I’m the character of an unwritten novel, wafting in the air, dispersed without ever having been, among the dreams of someone who didn’t know how to complete me.
Some say that without hope life is impossible, others that with hope it’s empty. For me, since I’ve stopped hoping or not hoping, life is simply an external picture that includes me and that I look at, like a show without a plot, made only to please the eyes – an incoherent dance, a rustling of leaves in the wind, clouds in which the sunlight changes colour, ancient streets that wind every which way around the city.
I want to be a work of art, at least in my soul, since I can’t be one in my body. That’s why I’ve sculpted myself in quiet isolation and have placed myself in a hothouse, cut off from fresh air and direct light – where the absurd flower of my artificiality can blossom in secluded beauty.
This is my morality, or metaphysics, or me: passer-by of everything, even of my own soul, I belong to nothing, I desire nothing, I am nothing – just an abstract centre of impersonal sensations, a fallen sentient mirror reflecting the world’s diversity. I don’t know if I’m happy this way. Nor do I care.
To realize that who we are is not ours to know, that what we think or feel is always a translation, that what we want is not what we wanted, nor perhaps what anyone wanted – to realize all this at every moment, to feel all this in every feeling – isn’t this to be foreign in one’s own soul, exiled in one’s own sensations?
My dreams are a stupid shelter, like an umbrella against lightning.
I feel more inner fatigue than will fit in me. And there’s nothing I want, nothing I prefer, nothing to flee.
We live as unconsciously, as uselessly and as pointlessly as animals, and if we anticipate death, which presumably (though not assuredly) they don’t, we anticipate it through so many distractions, diversions and ways of forgetting that we can hardly say we think about it.
A sensitive and honest-minded man, if he’s concerned about evil and injustice in the world, will naturally begin his campaign against them by eliminating them at their nearest source: his own person. This task will take his entire life.
I prefer life, yes, to the very God who created it. Since this is the life he gave me, this is the life I’ll live.
I could easily memorialize this moment by buying bananas, for the whole of today’s sun seems to be focused on them like a searchlight without a source. But I’m embarrassed by rituals, by symbols, by buying in the street. They might not wrap the bananas the right way. They might not sell them to me as they should be sold, since I don’t know how to buy them as they should be bought. They might find my voice strange when I ask the price.
Stepping back from myself, I see that I’m the bottom of a well.
To see all the things that happen to us as accidents or incidents from a novel, which we read not with our eyes but with life. Only with this attitude can we overcome the mischief of each day and the fickleness of events.
I consider myself fortunate for no longer having family, as it relieves me of the obligation to love someone, which I would surely find burdensome.
I left my rented room with a great goal in mind, which was simply to get to the office on time.

[GOAL 1] Retype the part of the reflections on the self starting with "A sensitive and" and going on through "bottom of a well.", keeping every word and punctuation mark unchanged.
The reflections on the self and the entries have separate, unrelated origins.

[RECORDS SHOWN]
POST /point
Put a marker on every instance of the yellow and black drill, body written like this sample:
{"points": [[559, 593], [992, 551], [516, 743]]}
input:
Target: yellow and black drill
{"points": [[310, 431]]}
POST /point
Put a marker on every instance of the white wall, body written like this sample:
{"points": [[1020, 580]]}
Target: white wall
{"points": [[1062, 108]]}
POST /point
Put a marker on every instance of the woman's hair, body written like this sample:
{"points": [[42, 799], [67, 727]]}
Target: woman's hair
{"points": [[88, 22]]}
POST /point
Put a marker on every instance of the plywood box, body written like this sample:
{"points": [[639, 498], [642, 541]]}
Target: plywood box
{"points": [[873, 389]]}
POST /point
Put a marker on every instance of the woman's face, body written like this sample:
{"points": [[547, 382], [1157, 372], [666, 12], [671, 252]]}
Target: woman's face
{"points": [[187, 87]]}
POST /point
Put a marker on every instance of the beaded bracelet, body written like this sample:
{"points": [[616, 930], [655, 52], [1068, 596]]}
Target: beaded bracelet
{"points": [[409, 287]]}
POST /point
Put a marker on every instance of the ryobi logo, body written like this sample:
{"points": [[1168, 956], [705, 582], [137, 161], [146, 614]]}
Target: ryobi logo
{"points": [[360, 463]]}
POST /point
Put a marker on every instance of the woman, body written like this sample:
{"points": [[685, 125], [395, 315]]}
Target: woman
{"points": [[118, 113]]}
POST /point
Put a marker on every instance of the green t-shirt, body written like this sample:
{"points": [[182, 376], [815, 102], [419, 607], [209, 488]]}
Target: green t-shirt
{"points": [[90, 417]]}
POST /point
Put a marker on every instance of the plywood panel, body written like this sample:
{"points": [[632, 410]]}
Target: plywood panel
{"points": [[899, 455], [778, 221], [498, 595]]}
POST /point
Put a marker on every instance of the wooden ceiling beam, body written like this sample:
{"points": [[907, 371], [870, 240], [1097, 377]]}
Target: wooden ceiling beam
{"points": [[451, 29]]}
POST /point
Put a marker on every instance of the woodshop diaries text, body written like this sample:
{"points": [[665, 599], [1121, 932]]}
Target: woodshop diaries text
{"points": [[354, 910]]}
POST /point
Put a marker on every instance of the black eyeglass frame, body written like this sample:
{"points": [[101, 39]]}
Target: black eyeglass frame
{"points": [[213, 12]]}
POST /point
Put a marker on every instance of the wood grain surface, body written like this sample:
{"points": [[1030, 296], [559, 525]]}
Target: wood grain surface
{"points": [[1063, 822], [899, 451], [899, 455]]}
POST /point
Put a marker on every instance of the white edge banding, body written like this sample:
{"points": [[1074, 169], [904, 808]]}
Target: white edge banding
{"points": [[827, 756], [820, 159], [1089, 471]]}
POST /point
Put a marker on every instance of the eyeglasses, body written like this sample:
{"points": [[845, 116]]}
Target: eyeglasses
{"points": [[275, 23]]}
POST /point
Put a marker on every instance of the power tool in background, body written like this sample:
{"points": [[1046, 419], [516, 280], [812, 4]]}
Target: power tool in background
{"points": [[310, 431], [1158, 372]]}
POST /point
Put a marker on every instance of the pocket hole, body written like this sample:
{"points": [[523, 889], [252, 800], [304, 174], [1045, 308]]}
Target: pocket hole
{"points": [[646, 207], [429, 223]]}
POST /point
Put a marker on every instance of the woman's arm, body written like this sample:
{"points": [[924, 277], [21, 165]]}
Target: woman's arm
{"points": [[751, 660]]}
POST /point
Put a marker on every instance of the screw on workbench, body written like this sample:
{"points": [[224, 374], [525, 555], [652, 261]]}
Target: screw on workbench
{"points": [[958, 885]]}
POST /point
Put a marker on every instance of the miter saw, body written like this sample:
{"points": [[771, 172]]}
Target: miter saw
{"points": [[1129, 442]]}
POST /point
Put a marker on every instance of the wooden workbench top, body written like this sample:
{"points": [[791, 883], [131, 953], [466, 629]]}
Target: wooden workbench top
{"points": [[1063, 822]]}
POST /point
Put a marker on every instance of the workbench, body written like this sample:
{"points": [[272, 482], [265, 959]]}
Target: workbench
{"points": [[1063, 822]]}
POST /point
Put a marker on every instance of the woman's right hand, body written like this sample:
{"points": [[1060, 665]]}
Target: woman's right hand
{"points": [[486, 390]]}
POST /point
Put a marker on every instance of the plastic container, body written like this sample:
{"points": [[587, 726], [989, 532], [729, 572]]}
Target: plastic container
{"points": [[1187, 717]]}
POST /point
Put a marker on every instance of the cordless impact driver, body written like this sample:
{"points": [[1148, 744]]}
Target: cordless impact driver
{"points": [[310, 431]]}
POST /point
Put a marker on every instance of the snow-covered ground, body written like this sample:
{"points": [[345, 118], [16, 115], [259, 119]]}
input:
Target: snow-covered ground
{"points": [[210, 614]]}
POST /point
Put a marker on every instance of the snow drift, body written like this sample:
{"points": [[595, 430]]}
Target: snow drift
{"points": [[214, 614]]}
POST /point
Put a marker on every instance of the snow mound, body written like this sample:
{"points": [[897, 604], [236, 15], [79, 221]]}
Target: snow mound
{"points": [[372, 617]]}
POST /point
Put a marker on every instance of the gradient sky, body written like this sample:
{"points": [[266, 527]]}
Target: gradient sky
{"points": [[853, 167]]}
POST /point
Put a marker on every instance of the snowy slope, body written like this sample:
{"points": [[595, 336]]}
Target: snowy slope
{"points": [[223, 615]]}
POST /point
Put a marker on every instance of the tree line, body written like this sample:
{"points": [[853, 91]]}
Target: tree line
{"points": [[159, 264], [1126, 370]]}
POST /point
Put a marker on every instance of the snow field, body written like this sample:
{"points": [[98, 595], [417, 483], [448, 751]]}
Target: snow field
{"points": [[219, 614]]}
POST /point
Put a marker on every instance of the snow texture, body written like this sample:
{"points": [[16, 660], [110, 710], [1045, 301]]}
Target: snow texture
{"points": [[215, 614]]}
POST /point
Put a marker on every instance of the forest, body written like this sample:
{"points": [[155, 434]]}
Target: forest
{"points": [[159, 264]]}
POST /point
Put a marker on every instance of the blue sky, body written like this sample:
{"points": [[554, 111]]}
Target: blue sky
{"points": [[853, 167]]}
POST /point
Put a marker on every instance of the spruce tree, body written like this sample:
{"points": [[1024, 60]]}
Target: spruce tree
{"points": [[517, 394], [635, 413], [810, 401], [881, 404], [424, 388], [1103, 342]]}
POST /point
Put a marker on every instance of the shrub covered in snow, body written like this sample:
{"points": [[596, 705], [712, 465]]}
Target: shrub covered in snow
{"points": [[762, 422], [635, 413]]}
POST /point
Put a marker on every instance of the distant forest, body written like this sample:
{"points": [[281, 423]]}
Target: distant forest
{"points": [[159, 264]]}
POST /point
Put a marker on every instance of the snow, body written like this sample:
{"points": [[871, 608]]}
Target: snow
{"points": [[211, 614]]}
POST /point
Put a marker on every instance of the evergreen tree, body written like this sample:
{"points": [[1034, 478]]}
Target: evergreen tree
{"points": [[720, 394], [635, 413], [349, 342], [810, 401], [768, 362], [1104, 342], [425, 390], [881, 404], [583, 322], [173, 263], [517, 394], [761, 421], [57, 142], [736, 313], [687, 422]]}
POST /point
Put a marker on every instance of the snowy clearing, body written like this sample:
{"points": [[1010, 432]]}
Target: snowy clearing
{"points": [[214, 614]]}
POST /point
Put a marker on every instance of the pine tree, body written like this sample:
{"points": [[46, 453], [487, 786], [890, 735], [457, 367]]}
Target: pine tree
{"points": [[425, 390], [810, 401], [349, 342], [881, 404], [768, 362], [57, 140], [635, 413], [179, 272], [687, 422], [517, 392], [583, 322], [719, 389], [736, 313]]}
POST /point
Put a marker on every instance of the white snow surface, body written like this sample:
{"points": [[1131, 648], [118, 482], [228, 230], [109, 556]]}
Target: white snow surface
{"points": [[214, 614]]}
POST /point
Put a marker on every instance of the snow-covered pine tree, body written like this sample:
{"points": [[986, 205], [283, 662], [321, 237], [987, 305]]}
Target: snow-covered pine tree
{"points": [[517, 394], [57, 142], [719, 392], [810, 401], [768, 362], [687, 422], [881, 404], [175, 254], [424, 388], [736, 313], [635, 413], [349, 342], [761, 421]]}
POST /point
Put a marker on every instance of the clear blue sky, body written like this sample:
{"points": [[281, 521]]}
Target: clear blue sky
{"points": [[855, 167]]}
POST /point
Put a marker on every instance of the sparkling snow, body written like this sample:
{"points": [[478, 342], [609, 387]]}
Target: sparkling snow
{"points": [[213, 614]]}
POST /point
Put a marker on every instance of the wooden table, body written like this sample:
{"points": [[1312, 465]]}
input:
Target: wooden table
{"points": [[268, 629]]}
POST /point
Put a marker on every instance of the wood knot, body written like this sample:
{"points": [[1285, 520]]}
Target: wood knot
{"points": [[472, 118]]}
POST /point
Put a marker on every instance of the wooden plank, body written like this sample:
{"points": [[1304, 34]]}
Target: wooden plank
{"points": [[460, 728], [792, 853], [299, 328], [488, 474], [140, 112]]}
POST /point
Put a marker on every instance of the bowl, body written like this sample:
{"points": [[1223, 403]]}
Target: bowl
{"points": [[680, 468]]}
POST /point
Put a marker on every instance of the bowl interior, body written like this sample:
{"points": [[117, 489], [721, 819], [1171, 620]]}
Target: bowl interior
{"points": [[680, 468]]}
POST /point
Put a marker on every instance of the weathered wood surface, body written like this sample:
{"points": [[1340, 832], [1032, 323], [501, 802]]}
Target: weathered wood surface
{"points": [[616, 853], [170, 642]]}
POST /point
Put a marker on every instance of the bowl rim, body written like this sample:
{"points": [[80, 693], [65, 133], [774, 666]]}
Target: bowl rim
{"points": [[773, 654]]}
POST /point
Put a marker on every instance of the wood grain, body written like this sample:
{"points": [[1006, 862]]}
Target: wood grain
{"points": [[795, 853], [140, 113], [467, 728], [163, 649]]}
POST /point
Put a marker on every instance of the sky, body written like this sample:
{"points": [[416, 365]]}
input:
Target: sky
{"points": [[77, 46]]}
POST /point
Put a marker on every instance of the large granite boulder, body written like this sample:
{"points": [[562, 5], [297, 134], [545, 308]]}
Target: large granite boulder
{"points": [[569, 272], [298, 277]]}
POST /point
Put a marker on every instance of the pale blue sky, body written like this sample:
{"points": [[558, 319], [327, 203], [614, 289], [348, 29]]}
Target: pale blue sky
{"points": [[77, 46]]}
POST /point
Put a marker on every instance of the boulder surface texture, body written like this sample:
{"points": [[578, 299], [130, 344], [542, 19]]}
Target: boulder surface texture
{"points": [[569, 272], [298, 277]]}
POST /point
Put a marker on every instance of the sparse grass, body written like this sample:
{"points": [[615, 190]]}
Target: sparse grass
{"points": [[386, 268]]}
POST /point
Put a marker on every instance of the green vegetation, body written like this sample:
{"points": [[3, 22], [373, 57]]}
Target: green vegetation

[GOAL 2] Gather each line of the entries that contains the string "banding". Case counts, so include a line only if its capitalization matches.

[REPLY 1]
A sensitive and honest-minded man, if he’s concerned about evil and injustice in the world, will naturally begin his campaign against them by eliminating them at their nearest source: his own person. This task will take his entire life.
I prefer life, yes, to the very God who created it. Since this is the life he gave me, this is the life I’ll live.
I could easily memorialize this moment by buying bananas, for the whole of today’s sun seems to be focused on them like a searchlight without a source. But I’m embarrassed by rituals, by symbols, by buying in the street. They might not wrap the bananas the right way. They might not sell them to me as they should be sold, since I don’t know how to buy them as they should be bought. They might find my voice strange when I ask the price.
Stepping back from myself, I see that I’m the bottom of a well.

[REPLY 2]
Put a marker on every instance of the white edge banding, body written like this sample:
Target: white edge banding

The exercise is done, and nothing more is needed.